__WORK REQUIRED__.
Wherever the word "lounger" appears in a line below, that line counts; report the total number of such lines only.

__DATA PROVIDED__.
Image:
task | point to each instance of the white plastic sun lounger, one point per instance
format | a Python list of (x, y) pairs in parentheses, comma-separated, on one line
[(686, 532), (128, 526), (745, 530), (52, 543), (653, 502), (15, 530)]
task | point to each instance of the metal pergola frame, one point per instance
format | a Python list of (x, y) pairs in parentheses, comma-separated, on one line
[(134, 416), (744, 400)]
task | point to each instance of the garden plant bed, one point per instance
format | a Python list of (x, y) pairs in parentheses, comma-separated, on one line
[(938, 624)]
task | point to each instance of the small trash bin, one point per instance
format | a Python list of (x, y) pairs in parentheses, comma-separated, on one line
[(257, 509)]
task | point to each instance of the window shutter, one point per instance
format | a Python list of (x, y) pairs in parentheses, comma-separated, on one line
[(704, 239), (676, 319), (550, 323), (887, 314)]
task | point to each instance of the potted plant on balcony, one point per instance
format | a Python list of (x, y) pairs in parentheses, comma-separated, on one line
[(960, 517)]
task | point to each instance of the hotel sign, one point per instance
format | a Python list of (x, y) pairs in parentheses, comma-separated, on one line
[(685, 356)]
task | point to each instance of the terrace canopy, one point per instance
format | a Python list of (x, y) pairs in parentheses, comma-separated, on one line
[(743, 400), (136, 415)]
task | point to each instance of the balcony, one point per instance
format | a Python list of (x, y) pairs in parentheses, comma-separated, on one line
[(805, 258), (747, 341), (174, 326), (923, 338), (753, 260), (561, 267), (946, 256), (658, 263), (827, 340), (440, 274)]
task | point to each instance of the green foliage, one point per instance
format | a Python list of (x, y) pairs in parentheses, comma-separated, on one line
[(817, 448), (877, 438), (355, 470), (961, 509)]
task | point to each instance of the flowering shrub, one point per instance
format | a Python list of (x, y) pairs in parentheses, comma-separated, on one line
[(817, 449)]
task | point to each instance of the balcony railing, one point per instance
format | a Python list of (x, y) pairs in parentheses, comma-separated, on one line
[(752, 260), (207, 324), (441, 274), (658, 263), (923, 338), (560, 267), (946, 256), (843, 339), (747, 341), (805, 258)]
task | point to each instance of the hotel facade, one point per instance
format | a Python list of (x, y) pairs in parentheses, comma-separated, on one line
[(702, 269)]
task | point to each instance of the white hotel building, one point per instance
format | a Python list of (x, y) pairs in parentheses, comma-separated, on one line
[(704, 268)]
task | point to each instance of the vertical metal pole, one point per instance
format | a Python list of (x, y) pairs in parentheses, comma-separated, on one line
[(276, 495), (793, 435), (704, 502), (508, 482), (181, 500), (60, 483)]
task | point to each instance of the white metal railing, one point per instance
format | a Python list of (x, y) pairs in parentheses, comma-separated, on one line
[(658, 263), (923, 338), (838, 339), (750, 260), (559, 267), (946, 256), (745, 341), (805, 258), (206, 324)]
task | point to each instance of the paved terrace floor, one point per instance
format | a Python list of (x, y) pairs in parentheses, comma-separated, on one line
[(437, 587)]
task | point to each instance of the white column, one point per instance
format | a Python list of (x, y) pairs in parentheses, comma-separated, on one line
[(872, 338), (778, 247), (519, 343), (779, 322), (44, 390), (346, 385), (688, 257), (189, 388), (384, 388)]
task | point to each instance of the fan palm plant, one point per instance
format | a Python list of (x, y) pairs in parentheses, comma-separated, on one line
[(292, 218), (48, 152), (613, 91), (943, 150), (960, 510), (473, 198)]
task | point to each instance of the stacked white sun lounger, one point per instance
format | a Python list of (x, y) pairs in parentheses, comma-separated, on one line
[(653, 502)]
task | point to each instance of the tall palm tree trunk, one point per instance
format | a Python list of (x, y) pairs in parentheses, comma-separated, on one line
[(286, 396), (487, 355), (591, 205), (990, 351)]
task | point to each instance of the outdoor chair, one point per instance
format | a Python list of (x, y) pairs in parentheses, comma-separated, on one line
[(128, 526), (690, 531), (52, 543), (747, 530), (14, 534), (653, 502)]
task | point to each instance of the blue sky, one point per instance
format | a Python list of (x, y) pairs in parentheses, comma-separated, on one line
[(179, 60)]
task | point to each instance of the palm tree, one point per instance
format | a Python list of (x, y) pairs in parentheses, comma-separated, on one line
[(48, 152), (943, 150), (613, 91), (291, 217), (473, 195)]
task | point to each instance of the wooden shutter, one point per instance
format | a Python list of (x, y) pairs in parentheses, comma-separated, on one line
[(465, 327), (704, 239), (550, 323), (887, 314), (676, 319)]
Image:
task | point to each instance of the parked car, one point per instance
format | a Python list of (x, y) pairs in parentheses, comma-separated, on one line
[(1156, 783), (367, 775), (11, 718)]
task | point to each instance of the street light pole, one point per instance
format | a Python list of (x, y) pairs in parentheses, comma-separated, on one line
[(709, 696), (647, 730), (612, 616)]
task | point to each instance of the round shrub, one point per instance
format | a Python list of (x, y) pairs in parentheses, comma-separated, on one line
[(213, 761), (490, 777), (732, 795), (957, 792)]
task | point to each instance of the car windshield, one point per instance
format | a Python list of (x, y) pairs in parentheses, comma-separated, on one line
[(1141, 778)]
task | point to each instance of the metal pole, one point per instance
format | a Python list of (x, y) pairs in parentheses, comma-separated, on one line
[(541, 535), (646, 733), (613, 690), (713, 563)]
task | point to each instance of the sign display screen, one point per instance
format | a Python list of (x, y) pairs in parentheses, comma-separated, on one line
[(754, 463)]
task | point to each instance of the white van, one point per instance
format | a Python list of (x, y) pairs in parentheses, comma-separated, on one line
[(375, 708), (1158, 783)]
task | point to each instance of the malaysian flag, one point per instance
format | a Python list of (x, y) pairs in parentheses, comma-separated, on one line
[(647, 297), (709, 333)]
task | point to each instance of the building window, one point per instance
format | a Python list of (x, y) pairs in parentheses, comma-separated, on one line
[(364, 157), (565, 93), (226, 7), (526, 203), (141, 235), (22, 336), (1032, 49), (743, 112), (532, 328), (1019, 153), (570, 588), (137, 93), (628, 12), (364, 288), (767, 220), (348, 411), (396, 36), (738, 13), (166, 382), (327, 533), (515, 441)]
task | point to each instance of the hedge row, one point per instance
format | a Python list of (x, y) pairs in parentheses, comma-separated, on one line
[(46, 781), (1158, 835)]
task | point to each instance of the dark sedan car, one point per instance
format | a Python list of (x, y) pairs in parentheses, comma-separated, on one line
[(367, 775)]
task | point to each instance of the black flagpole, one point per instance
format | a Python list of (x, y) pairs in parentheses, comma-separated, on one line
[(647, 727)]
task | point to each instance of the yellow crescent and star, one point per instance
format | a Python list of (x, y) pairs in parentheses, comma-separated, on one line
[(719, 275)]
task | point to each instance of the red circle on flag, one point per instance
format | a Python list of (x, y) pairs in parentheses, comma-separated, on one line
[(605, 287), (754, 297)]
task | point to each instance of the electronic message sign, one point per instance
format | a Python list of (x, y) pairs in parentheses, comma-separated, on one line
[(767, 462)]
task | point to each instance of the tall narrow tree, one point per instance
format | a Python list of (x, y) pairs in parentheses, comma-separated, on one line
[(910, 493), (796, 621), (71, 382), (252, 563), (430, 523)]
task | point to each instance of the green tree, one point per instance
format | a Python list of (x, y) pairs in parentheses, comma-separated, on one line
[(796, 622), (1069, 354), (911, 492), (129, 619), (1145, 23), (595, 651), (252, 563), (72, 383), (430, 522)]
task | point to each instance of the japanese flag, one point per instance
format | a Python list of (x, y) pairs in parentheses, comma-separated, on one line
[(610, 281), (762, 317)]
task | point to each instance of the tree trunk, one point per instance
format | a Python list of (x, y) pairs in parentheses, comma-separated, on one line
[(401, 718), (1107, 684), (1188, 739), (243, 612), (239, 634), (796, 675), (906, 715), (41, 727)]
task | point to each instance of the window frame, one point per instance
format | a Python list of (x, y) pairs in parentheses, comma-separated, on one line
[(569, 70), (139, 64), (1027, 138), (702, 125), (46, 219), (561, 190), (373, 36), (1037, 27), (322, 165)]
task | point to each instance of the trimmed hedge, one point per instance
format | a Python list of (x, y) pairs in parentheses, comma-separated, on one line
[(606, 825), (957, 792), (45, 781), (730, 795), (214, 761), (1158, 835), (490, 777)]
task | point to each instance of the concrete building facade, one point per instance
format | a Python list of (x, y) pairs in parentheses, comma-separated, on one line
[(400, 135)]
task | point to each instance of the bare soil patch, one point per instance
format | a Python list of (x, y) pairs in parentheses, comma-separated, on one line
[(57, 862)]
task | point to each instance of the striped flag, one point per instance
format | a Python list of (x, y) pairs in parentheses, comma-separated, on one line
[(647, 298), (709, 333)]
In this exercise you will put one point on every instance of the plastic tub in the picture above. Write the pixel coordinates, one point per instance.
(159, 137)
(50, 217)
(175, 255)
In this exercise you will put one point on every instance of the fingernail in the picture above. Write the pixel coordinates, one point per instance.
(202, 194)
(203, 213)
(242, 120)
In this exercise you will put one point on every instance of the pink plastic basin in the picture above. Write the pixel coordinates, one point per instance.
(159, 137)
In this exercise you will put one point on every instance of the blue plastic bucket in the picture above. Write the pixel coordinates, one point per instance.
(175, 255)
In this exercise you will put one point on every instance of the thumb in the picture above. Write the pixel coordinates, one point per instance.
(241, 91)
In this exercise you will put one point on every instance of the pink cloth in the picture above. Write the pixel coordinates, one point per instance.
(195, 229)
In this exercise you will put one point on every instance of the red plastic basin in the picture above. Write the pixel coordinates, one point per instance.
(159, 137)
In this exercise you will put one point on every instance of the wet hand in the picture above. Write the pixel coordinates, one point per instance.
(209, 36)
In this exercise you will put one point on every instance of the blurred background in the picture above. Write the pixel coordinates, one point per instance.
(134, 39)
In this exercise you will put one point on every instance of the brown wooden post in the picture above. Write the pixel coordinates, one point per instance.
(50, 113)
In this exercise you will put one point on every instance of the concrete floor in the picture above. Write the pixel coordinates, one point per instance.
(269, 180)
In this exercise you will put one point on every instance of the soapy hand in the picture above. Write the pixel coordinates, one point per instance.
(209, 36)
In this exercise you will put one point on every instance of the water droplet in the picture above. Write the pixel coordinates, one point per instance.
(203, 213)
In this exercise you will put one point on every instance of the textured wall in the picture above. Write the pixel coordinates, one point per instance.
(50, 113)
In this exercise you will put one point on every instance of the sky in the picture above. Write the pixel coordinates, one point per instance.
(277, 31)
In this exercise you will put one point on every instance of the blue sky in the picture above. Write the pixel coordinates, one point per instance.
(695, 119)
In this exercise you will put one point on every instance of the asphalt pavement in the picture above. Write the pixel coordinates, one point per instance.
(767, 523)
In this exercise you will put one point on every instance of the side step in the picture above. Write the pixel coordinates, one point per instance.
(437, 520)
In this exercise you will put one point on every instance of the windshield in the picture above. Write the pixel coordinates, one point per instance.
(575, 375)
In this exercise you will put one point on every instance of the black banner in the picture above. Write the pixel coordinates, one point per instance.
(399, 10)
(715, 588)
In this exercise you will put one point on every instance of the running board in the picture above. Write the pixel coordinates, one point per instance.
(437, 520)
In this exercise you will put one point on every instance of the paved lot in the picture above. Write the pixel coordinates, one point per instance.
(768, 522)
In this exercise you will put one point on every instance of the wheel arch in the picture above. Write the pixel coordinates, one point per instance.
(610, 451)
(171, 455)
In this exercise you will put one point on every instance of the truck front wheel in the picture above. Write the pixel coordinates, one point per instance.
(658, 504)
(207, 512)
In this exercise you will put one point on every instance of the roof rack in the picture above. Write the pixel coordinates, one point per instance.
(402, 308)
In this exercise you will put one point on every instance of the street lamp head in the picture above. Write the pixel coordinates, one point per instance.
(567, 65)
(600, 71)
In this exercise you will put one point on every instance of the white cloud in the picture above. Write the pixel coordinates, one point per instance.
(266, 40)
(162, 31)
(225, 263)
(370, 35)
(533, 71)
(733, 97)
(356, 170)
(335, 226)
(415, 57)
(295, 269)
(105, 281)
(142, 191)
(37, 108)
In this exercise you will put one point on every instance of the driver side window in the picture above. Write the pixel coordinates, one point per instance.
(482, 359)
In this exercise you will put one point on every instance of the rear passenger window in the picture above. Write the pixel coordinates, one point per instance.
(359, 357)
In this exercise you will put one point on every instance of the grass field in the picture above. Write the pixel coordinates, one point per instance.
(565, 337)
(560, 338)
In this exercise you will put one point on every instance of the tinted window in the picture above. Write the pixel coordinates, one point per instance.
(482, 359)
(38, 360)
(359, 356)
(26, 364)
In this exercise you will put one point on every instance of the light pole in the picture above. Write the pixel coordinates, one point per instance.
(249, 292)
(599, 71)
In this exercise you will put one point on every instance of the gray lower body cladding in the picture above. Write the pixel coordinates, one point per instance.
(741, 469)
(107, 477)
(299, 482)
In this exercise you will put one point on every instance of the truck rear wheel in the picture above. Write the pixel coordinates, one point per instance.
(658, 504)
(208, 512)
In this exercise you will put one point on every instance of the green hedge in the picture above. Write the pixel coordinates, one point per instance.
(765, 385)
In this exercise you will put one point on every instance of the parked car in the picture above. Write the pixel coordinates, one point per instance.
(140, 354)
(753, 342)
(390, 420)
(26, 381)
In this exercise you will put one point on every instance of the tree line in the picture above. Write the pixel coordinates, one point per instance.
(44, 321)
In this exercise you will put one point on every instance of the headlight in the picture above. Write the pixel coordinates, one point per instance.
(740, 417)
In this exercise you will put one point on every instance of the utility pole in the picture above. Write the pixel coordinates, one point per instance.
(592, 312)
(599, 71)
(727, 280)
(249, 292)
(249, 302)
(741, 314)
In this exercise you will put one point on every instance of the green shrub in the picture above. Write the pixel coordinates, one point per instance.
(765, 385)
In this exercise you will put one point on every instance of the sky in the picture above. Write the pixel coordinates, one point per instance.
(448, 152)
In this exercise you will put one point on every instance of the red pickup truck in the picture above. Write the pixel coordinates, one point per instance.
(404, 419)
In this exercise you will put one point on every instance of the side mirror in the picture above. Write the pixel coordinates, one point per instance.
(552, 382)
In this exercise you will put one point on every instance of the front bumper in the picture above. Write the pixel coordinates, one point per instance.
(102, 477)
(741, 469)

__TASK RESULT__.
2